▶ **TRY IT**: In the listing below, find the line with "Could you point at the jeans" and the line with "Could you point at the cliff diver", then return them and every line between them exactly, minus the pictures.

☆ ☆ ☆ ☆ ☆ ☆ ☆

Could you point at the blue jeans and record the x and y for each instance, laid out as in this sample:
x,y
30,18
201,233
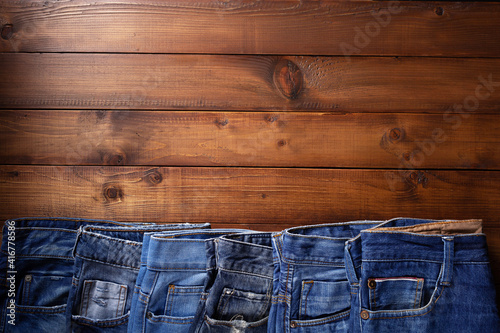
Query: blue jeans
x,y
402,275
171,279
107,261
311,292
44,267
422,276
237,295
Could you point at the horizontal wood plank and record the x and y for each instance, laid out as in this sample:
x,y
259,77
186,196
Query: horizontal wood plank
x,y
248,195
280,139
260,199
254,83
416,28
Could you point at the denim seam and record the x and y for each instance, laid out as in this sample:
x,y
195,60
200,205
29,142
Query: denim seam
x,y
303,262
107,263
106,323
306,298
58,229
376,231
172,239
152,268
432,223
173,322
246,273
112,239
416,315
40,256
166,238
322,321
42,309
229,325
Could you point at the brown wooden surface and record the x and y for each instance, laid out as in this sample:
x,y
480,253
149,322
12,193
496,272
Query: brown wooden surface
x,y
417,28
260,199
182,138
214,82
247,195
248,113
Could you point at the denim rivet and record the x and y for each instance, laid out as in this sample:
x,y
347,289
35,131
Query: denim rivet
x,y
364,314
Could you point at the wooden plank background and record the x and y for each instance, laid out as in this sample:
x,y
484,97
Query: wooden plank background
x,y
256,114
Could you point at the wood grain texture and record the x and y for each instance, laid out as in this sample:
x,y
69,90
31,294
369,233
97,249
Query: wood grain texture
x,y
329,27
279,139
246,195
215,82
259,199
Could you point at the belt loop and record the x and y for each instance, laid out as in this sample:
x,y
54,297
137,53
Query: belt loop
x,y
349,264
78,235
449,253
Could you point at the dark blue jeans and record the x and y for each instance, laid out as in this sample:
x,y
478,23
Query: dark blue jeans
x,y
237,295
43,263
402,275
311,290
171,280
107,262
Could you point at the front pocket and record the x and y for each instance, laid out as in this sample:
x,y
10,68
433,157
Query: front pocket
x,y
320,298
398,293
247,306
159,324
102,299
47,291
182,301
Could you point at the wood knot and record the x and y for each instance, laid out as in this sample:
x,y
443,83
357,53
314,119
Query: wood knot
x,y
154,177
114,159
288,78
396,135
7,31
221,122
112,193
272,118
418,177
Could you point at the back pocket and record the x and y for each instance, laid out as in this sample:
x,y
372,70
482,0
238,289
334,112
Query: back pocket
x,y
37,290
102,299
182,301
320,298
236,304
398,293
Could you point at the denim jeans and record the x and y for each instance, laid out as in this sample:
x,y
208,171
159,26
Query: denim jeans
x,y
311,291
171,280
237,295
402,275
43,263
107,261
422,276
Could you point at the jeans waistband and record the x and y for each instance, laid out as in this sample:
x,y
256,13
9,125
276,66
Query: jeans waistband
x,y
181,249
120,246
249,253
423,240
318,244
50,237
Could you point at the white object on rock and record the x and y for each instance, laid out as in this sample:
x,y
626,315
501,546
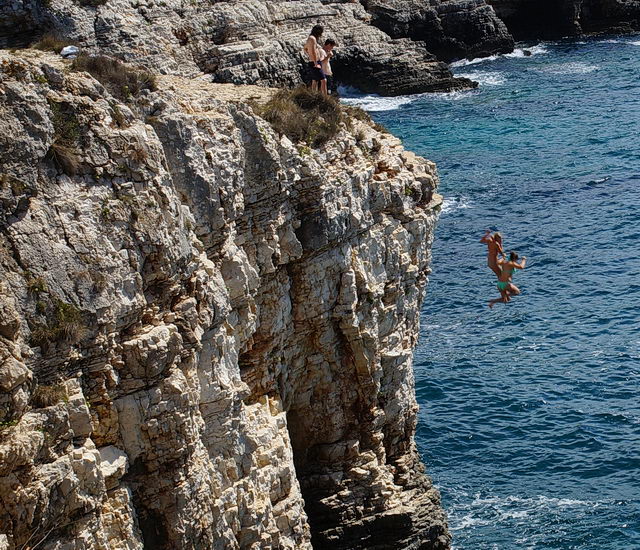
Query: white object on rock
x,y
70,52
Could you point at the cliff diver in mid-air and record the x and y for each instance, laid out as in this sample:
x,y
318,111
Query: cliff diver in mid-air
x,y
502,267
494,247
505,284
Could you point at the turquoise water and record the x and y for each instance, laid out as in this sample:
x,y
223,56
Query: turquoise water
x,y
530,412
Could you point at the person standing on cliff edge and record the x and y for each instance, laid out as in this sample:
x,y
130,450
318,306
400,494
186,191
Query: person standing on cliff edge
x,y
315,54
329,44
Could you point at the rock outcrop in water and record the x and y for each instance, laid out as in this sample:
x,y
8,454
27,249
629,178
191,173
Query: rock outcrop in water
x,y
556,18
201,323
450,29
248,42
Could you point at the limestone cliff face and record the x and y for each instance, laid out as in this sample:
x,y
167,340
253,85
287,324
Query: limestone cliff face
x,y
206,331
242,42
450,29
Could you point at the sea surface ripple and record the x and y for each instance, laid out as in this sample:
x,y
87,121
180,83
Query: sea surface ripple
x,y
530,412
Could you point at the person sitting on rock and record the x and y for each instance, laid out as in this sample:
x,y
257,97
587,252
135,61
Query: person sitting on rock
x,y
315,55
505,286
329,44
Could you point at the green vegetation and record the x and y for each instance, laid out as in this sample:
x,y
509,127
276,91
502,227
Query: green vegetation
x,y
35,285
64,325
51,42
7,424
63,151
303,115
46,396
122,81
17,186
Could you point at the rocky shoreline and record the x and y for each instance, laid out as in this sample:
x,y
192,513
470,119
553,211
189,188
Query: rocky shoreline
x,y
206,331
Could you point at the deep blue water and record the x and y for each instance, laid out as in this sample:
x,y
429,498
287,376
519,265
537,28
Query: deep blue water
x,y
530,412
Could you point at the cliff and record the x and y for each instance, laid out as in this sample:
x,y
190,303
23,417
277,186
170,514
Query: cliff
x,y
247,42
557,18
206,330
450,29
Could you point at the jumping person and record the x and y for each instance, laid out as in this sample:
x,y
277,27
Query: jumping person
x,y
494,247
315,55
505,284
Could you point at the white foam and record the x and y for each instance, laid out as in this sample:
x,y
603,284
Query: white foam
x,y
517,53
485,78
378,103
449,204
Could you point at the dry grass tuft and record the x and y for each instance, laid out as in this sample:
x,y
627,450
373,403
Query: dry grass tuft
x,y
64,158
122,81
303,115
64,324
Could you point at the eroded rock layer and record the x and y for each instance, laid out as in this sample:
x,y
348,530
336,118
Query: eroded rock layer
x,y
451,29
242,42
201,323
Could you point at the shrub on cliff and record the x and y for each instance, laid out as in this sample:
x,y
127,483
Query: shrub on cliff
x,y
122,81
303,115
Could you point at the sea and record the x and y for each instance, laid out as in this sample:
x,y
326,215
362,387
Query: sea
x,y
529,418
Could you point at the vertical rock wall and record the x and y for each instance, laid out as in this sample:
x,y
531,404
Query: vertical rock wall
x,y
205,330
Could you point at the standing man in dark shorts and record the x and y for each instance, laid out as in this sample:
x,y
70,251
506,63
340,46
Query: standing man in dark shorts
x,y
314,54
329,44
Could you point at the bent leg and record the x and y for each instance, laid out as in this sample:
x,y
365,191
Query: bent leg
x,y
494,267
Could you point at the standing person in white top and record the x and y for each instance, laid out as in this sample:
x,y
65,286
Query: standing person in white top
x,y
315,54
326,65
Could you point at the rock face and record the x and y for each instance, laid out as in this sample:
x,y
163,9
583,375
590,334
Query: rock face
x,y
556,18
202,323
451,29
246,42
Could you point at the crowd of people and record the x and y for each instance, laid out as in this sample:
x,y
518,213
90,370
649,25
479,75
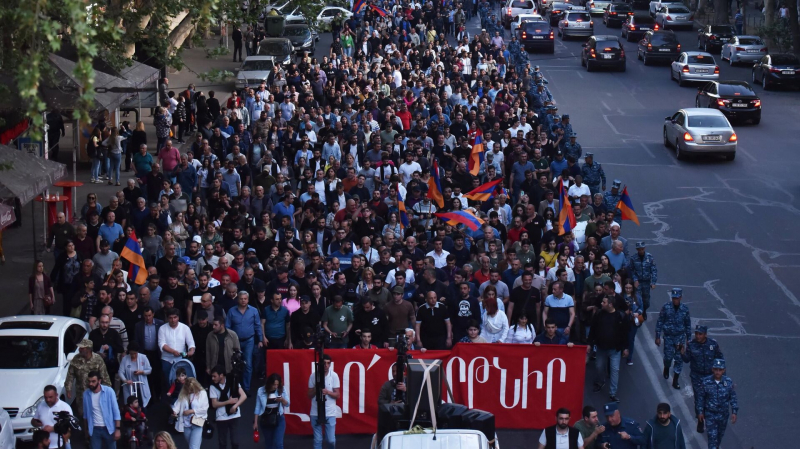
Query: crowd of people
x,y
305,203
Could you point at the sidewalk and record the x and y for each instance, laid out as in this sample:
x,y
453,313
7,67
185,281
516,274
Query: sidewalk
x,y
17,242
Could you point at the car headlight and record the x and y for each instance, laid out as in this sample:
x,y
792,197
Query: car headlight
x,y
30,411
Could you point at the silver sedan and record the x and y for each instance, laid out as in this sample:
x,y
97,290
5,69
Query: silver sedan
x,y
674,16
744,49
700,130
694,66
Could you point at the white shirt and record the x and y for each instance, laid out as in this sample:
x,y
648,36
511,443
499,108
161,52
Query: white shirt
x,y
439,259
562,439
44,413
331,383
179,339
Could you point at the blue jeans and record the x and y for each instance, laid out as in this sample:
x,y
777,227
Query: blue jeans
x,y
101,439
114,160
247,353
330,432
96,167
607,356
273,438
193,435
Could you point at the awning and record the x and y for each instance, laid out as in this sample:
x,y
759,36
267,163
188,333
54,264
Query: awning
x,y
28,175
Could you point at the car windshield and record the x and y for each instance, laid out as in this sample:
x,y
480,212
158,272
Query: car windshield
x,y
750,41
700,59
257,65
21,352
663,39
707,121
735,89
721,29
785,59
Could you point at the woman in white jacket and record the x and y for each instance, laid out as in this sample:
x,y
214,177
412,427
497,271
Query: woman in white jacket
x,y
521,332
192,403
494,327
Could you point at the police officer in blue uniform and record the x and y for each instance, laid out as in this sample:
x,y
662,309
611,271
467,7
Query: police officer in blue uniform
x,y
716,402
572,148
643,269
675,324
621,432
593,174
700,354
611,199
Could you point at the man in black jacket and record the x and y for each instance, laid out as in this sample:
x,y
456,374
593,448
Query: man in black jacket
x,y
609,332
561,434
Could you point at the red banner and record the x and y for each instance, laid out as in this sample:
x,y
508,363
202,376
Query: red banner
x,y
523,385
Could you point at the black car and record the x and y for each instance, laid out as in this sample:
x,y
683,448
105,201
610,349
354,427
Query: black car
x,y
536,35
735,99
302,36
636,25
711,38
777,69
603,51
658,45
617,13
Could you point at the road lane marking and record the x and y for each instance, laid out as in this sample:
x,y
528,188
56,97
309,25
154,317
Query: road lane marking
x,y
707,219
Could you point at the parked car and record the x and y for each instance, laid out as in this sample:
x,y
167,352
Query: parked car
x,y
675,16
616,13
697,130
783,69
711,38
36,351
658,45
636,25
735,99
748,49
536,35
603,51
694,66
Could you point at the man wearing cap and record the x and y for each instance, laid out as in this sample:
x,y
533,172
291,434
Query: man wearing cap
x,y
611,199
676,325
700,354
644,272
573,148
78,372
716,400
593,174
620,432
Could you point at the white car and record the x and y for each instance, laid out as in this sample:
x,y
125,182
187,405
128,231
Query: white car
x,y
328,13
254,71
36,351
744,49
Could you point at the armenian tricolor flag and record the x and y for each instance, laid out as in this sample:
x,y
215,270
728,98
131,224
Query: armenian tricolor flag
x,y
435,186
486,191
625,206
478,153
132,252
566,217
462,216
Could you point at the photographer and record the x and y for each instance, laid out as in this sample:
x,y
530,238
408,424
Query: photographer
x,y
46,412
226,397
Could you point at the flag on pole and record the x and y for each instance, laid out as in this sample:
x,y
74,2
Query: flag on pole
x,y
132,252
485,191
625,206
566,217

☆ ☆ ☆ ☆ ☆ ☆ ☆

▶ **EXERCISE OUTPUT**:
Could you point at the jeans waistband and record the x and y for each instance, laid out as in this sample:
x,y
256,13
9,125
276,66
Query: jeans waistband
x,y
181,249
120,246
249,253
423,240
318,244
50,237
Could you point at the white object on rock and record the x and y for each instance, laid out as in this sample:
x,y
626,315
501,546
Query: white object on rock
x,y
70,52
Could you point at the cliff diver in mid-air and record the x and y for each instance, laid out as in this sample:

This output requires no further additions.